### [TEXTE FOURNI]
Ne le prenez pas comme un conseil d'ami. Prenez-le, disons, comme un ordre. Si vous êtes cinéphile, si vous prétendez réellement aimer le septième art, vous irez voir La graine et le mulet (à l'affiche vendredi prochain).

Je vous entends déjà rouspéter: «Mais ça dure 2h30!». Tsss. Il n'y a pas une minute de trop, pas un temps mort, pas une seule scène gaspillée dans ce film tour de force, cette chronique sociale brillante, drôle et émouvante, doublée d'un suspense haletant autour du destin d'un couscous («la graine») au poisson («le mulet»).

La presse française a accueilli comme une surprise les nombreux prix remportés par le film d'Abdellatif Kechiche à la dernière Soirée des César. La réaction avait été la même à l'occasion du sacre, en 2005, de L'esquive (récompensé des mêmes quatre prix: meilleur film, meilleur réalisateur, meilleur scénario original et meilleur espoir féminin). Ce n'est pourtant pas tous les ans que le cinéma français accouche d'une oeuvre aussi aboutie.

La graine et le mulet est un film sur la famille, sur le quotidien, sur la vie. Celle de tous les jours, meublée de ses petites joies et de ses réelles tristesses. Un film fin, intelligent, jamais racoleur, aussi vrai que peut l'être le cinéma.

Slimane Beiji (Habib Boufares), 61 ans, est viré du chantier naval sur lequel il travaille depuis des années. Cet immigré tunisien, installé à Sète, décide de transformer un vieux rafiot, acheté avec l'argent de ses indemnités, en restaurant. Sa famille lui viendra en aide: son ex-femme en cuisine, ses enfants en salle, sa belle-fille dans les démarches d'obtention de permis.

### [VOTRE TÂCHE]
Poursuivez la critique du film La graine et le mulet en reprenant juste après sa dernière phrase.

### [Entrées d'un ensemble d'annotation par points]
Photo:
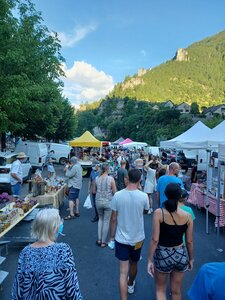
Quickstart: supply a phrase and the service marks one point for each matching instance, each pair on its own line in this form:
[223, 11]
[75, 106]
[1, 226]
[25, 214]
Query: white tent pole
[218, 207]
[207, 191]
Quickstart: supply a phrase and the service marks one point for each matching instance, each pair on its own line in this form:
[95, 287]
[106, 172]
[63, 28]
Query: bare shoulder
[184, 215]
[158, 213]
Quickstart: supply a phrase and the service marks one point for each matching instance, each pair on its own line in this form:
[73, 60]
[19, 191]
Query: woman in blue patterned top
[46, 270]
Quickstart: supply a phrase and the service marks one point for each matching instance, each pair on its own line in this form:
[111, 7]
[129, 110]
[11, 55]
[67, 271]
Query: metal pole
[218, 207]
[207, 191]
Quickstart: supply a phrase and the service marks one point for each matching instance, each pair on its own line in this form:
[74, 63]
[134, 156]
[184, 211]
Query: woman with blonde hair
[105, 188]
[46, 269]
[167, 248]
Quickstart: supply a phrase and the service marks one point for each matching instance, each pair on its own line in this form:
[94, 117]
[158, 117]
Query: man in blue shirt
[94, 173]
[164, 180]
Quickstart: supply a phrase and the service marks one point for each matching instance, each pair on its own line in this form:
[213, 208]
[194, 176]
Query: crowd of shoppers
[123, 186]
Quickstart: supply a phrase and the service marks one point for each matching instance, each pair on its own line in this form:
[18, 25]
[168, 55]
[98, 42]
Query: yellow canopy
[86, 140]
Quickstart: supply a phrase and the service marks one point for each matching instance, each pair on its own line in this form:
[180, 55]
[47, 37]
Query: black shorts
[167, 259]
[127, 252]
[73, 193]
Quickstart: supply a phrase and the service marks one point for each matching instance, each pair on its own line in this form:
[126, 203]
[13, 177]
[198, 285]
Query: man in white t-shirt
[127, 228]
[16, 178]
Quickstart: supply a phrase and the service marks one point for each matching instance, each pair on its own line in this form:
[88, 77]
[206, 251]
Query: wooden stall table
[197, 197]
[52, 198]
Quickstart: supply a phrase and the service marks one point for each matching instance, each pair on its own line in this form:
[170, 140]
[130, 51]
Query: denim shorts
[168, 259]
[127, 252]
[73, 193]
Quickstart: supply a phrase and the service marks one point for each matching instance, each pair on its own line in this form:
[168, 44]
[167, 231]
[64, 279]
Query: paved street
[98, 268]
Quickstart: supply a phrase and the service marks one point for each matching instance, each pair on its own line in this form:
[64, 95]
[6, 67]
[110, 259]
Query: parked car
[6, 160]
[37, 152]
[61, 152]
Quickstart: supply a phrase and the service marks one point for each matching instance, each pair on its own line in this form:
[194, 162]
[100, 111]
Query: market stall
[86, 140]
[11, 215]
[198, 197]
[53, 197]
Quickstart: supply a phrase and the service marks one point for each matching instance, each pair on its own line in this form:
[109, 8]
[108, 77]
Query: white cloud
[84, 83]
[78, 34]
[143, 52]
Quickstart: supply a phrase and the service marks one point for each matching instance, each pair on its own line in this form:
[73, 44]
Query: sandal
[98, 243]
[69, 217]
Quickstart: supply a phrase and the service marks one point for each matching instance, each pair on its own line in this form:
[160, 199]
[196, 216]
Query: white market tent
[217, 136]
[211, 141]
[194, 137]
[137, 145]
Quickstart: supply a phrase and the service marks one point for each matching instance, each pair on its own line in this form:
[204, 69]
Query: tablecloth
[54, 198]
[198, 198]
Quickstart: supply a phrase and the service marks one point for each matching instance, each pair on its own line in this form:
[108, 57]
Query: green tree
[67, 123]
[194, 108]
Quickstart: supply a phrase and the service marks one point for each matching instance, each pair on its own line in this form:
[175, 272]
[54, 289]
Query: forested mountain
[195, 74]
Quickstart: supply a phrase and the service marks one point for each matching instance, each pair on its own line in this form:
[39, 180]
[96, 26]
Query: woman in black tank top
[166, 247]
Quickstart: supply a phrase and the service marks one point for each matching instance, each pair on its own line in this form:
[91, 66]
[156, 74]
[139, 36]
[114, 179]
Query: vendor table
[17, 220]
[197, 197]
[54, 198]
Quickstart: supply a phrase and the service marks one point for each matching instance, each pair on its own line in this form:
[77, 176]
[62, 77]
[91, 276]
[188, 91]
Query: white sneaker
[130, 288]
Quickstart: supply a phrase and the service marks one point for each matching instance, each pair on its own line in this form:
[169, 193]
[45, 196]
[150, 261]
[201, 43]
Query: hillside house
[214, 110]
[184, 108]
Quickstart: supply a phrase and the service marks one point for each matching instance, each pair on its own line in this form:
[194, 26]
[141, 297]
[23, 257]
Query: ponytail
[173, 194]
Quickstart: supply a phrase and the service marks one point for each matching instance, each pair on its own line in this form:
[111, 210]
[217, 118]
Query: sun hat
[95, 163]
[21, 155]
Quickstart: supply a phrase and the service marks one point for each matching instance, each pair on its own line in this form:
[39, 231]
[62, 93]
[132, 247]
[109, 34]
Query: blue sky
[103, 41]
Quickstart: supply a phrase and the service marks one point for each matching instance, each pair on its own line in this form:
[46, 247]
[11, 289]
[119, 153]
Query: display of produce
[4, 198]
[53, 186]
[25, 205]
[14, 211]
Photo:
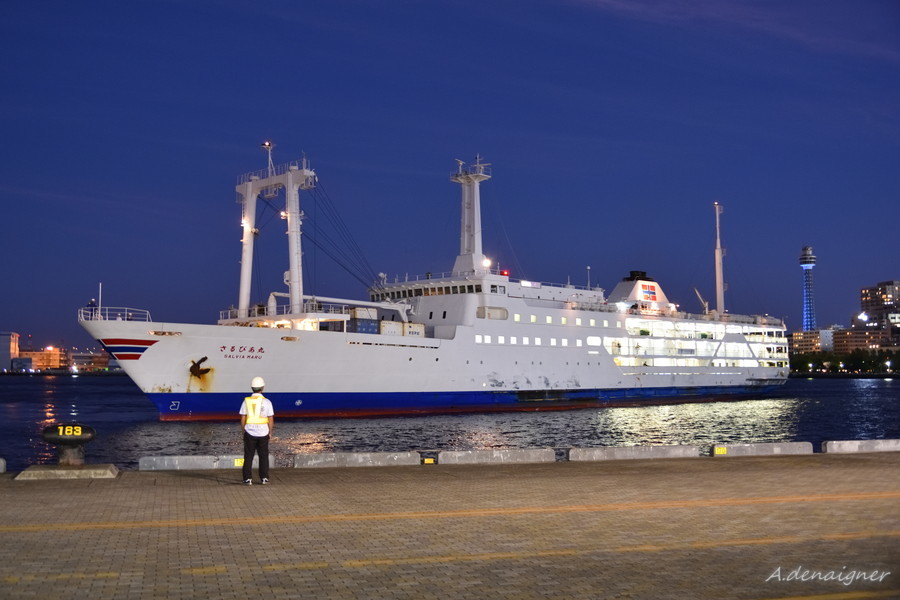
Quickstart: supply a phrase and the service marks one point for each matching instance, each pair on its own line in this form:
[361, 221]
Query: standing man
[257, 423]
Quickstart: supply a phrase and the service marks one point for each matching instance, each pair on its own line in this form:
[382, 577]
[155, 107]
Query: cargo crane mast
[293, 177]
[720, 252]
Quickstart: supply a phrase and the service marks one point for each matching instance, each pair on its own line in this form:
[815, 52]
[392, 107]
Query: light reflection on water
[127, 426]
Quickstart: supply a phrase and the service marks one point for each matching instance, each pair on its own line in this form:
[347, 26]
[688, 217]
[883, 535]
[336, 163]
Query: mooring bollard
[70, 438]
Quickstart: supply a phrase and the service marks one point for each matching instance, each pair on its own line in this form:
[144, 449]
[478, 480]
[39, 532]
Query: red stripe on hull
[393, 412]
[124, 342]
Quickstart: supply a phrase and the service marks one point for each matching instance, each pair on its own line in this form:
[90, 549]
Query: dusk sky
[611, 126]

---

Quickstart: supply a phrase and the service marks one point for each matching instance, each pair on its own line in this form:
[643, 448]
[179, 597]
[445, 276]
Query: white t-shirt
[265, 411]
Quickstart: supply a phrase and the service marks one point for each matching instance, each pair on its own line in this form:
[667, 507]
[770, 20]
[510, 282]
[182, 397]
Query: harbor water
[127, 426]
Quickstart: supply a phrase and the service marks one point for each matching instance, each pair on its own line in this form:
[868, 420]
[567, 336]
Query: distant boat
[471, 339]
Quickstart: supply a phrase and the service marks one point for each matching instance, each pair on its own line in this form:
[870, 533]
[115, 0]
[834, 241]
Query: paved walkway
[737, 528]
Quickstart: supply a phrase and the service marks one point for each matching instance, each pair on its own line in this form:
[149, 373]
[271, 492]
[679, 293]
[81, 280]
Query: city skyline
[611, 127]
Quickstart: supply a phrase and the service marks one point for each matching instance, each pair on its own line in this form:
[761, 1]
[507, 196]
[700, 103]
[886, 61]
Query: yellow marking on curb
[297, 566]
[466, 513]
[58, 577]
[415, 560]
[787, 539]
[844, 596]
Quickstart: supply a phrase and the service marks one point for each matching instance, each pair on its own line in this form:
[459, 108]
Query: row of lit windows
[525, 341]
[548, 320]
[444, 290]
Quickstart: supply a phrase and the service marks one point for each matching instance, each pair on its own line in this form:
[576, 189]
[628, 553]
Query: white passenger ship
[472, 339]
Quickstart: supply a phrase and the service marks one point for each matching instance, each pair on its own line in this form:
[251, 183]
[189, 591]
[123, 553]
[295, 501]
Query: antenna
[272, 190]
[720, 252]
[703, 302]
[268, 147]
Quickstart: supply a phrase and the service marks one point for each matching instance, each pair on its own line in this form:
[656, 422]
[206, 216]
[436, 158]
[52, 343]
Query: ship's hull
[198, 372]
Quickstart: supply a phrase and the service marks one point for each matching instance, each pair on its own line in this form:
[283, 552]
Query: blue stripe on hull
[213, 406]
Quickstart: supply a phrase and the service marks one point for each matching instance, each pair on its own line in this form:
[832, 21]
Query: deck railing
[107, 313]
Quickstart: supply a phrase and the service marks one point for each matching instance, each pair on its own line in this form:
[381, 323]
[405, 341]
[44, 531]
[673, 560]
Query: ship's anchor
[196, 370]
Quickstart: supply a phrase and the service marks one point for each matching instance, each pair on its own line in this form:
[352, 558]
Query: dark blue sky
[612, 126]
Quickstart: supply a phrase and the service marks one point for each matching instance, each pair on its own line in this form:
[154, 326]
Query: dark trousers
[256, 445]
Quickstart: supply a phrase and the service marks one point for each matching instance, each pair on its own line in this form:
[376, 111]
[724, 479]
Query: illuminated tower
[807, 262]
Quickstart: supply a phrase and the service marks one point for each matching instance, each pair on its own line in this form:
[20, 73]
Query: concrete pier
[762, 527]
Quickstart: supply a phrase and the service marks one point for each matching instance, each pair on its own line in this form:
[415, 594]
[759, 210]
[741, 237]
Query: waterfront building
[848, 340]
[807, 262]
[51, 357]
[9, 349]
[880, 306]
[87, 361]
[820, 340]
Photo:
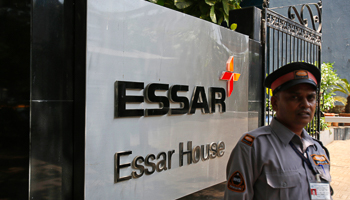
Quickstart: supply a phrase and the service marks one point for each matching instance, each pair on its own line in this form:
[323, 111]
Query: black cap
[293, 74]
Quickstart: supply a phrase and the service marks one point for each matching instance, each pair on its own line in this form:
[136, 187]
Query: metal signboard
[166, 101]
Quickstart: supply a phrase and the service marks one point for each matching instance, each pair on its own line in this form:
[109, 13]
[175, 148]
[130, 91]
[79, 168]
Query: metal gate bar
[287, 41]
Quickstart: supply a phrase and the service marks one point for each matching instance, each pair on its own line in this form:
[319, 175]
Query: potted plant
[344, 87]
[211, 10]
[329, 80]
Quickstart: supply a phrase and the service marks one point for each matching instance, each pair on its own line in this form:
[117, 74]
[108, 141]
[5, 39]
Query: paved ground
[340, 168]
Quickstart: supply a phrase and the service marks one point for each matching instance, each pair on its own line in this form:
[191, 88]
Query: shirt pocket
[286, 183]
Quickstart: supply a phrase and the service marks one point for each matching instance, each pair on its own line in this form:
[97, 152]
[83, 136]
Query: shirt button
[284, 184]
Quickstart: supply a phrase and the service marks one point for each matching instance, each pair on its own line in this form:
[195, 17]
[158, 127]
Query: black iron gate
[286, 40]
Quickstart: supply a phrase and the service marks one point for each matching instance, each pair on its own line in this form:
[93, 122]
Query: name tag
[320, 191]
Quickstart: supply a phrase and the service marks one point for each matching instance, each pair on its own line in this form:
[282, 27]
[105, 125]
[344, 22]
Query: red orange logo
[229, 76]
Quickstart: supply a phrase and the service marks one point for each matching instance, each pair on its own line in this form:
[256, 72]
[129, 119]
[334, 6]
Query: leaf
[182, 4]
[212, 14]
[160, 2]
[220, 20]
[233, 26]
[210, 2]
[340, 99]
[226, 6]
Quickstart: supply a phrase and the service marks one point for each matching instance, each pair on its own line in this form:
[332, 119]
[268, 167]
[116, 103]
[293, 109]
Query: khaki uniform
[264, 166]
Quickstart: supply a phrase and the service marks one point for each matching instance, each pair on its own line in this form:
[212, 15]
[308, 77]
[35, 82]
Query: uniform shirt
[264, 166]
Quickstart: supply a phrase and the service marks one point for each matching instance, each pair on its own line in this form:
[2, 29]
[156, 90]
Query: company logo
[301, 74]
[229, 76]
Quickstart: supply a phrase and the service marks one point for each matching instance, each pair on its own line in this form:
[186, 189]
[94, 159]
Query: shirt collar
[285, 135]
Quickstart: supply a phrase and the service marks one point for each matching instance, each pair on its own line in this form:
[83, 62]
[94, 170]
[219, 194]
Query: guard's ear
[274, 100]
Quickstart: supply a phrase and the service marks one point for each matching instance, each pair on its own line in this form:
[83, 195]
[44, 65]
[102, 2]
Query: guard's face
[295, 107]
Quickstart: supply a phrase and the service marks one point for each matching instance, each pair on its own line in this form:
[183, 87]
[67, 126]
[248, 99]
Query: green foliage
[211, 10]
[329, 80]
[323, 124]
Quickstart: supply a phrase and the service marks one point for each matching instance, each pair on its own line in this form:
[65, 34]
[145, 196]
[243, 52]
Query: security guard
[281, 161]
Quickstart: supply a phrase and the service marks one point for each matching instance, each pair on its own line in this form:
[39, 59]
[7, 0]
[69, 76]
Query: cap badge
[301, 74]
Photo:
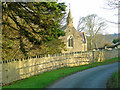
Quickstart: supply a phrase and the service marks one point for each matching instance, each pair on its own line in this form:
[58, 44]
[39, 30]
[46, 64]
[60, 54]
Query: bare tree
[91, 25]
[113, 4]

--

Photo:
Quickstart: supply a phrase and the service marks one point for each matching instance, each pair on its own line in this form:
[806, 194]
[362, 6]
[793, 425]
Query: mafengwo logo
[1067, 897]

### [RÉPONSE FINALE]
Mais il n'y en aura pas de facile, comme on dit dans le sud de la France. Il y a des tensions entre sa famille d'origine et sa famille reconstituée. Du scepticisme dans son entourage. Et une résistance des autorités locales à lui donner le coup de main dont il a besoin. Slimane organise une soirée avec les grosses légumes de la région, pour les convaincre d'investir dans son couscous.

Abdellatif Kechice poursuit dans la veine hyperréaliste de L'esquive et renoue avec plusieurs des acteurs de son premier long métrage, La faute à Voltaire, auquel il fait de nombreux clins d'oeil. Le style est contemplatif, la caméra nerveuse, la réalisation plus précise que jamais. La longueur et la langueur des plans, d'une sensualité, d'une vérité et d'une puissance désarmantes.

Certains ont reproché dans le passé à l'auteur-cinéaste une nonchalance formelle qu'ils ont crue à tort percevoir dans une forme d'improvisation. L'oeuvre-charnière qu'est La graine et le mulet est tout sauf improvisée. La mise en scène tout en retenue de Kechiche, un acteur de formation, a été soignée dans ses moindres détails. C'est justement pour cette raison qu'elle coule de source, qu'elle semble si naturelle. Ce n'est pas parce qu'on ne voit pas le travail qu'il n'y a pas de travail. C'est même le contraire.

À son troisième essai derrière la caméra, Abdellatif Kechiche fait la preuve non seulement de son immense talent, mais de son savoir-faire et de l'étendue de sa grammaire cinématographique. La montée dramatique, les changements de registres visuels, les digressions du récit sont traités avec une précision remarquable. Aussi, sa direction d'acteurs est exemplaire. Les numéros d'acteurs, sans tomber dans le piège de l'esbroufe, sont percutants.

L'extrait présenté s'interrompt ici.